▶ **What is expected**
All lines with the word "pouch" are to be found and copied from the listing.

:::::

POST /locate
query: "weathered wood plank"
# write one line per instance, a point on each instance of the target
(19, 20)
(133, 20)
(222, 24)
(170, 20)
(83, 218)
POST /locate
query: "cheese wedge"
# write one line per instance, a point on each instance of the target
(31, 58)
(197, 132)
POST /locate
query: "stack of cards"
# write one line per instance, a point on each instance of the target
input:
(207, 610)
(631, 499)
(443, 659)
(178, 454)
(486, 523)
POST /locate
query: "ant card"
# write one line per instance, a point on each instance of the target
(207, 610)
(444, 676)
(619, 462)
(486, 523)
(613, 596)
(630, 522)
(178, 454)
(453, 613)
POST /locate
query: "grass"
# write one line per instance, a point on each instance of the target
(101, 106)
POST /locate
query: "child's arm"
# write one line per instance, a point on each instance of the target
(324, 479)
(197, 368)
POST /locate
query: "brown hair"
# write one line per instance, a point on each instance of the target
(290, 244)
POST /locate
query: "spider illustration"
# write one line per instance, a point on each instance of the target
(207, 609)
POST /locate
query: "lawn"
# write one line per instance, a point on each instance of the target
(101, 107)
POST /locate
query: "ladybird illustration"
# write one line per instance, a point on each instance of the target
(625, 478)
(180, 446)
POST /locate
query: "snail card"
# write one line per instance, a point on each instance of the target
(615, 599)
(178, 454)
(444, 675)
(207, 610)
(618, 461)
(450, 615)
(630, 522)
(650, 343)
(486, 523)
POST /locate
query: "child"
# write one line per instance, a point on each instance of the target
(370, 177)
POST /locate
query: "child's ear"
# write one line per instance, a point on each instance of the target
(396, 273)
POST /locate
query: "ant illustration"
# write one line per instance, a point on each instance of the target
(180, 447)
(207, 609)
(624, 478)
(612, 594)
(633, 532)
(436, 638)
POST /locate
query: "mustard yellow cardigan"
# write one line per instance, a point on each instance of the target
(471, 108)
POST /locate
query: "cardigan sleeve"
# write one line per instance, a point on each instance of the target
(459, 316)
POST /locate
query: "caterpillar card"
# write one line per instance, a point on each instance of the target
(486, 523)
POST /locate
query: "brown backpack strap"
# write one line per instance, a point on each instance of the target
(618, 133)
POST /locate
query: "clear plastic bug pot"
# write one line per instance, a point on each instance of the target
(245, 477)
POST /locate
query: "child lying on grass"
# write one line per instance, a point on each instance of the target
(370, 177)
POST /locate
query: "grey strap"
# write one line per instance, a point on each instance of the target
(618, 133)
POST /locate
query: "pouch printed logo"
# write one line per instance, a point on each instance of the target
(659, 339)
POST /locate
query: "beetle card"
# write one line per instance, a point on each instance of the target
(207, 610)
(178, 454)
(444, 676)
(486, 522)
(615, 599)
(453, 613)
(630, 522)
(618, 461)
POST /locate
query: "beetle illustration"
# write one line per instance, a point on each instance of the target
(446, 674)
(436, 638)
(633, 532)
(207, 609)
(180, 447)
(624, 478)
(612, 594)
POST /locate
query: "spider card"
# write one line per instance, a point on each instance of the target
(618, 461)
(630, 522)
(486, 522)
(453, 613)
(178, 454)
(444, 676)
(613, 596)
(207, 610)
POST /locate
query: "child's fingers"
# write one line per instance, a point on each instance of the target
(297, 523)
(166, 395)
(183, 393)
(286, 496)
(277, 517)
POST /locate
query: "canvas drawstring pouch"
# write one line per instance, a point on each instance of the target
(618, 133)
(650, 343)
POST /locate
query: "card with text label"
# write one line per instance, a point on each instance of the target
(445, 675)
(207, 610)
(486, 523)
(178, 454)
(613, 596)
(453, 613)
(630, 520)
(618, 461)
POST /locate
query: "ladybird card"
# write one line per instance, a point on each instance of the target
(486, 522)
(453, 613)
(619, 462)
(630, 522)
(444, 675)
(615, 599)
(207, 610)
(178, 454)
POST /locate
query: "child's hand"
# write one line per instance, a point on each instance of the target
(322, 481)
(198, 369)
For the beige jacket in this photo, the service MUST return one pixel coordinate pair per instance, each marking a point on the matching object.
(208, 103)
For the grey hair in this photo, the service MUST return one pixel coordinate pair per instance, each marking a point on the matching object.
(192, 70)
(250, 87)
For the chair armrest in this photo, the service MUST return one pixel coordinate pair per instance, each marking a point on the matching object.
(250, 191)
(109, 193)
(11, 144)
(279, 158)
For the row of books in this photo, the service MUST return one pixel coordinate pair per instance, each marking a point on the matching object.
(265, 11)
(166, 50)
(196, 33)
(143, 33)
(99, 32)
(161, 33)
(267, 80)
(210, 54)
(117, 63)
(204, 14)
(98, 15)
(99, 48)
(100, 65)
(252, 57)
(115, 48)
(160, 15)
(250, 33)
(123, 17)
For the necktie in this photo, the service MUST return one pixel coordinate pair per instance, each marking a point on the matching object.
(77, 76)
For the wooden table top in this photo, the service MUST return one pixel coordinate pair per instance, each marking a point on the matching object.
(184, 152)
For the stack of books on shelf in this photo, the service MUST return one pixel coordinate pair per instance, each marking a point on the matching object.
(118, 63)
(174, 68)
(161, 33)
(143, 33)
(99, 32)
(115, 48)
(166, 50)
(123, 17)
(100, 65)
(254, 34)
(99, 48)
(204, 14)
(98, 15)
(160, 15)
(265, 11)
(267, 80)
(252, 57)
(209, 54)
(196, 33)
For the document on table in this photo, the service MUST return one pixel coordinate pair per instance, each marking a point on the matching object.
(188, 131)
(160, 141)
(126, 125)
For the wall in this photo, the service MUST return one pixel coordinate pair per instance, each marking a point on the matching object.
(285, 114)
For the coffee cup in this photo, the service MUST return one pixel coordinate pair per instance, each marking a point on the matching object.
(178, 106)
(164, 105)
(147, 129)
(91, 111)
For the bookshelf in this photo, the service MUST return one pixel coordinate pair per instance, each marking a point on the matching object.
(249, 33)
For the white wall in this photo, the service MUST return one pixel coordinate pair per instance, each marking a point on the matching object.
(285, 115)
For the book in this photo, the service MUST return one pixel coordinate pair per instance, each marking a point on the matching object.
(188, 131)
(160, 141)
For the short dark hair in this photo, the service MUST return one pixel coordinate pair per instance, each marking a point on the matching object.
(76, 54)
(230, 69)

:::::

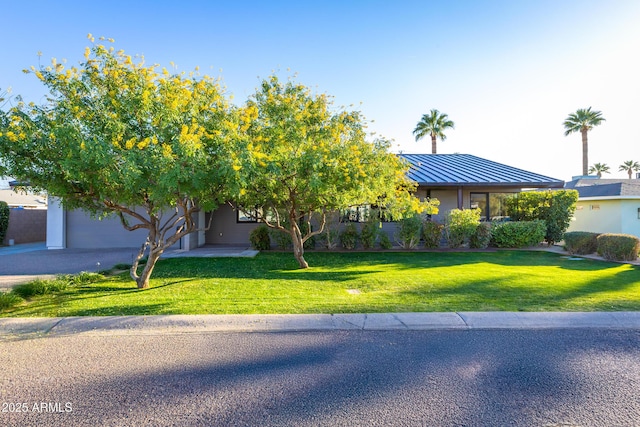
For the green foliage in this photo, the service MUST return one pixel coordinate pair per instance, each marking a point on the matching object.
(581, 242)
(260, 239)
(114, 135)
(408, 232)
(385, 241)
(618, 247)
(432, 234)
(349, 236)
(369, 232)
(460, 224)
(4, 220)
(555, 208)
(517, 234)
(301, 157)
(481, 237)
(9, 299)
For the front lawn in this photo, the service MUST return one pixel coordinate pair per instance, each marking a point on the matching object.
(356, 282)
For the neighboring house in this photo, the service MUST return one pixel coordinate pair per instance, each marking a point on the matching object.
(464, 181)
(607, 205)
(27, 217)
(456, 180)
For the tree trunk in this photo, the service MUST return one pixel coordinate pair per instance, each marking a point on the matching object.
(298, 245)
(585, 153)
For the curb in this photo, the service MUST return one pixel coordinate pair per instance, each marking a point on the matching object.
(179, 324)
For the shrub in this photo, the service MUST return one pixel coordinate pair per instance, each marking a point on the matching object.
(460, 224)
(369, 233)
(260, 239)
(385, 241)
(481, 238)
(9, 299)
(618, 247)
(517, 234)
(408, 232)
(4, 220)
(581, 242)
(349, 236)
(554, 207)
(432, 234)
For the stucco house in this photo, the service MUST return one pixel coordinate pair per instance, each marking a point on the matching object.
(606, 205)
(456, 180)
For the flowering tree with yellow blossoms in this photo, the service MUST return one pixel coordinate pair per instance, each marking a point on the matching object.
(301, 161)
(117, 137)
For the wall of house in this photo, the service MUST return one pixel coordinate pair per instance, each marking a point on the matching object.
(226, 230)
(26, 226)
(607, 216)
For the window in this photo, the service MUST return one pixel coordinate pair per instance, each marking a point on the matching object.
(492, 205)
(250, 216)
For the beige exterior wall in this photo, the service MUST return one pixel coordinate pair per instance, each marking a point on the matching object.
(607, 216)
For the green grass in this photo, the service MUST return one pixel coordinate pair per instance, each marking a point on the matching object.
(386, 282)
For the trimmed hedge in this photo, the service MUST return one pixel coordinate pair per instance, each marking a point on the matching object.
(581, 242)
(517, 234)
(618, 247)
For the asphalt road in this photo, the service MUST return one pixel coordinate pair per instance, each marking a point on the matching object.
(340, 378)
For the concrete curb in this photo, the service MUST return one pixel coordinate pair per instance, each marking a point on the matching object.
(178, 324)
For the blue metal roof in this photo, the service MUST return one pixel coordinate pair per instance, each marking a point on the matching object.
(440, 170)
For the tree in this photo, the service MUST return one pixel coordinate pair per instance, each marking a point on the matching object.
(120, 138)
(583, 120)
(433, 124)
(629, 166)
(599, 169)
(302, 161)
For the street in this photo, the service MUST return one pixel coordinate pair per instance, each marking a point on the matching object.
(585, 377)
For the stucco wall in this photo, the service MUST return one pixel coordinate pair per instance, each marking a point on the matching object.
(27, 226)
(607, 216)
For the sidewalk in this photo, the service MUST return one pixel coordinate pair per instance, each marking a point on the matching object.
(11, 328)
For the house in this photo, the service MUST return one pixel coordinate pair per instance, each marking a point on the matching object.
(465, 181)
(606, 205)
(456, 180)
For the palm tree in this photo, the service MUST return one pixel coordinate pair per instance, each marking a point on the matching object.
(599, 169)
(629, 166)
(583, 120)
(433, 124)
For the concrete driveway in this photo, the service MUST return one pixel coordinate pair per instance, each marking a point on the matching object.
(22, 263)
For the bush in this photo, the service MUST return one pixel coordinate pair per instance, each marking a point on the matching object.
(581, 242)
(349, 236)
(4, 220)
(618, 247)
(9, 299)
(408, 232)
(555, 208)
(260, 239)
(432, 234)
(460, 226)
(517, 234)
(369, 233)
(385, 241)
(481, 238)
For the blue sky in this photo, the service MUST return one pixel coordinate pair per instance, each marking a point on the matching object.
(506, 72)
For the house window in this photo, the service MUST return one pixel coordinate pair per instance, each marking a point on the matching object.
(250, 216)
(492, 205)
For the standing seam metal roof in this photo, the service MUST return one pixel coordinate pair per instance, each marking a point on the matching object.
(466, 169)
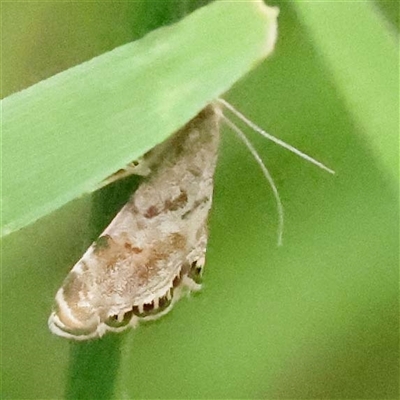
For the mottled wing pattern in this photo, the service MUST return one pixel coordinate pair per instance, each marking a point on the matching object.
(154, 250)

:::::

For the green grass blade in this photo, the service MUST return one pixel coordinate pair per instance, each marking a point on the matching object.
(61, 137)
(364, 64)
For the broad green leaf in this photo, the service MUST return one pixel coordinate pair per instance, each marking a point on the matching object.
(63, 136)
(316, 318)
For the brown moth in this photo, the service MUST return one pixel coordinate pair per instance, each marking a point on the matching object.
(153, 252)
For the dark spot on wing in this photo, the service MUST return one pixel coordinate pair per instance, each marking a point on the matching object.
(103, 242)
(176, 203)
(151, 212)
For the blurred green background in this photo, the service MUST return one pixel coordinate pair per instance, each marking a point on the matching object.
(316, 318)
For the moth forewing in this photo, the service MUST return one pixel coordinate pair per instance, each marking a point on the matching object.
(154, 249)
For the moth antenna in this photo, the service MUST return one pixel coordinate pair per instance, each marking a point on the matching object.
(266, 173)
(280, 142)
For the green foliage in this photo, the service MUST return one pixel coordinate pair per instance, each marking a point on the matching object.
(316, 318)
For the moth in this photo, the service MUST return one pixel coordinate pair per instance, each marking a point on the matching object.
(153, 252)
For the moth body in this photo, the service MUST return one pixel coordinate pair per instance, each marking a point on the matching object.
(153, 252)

:::::

▶ **Reply**
query: "pouch printed logo"
query: "canvas drawstring pouch"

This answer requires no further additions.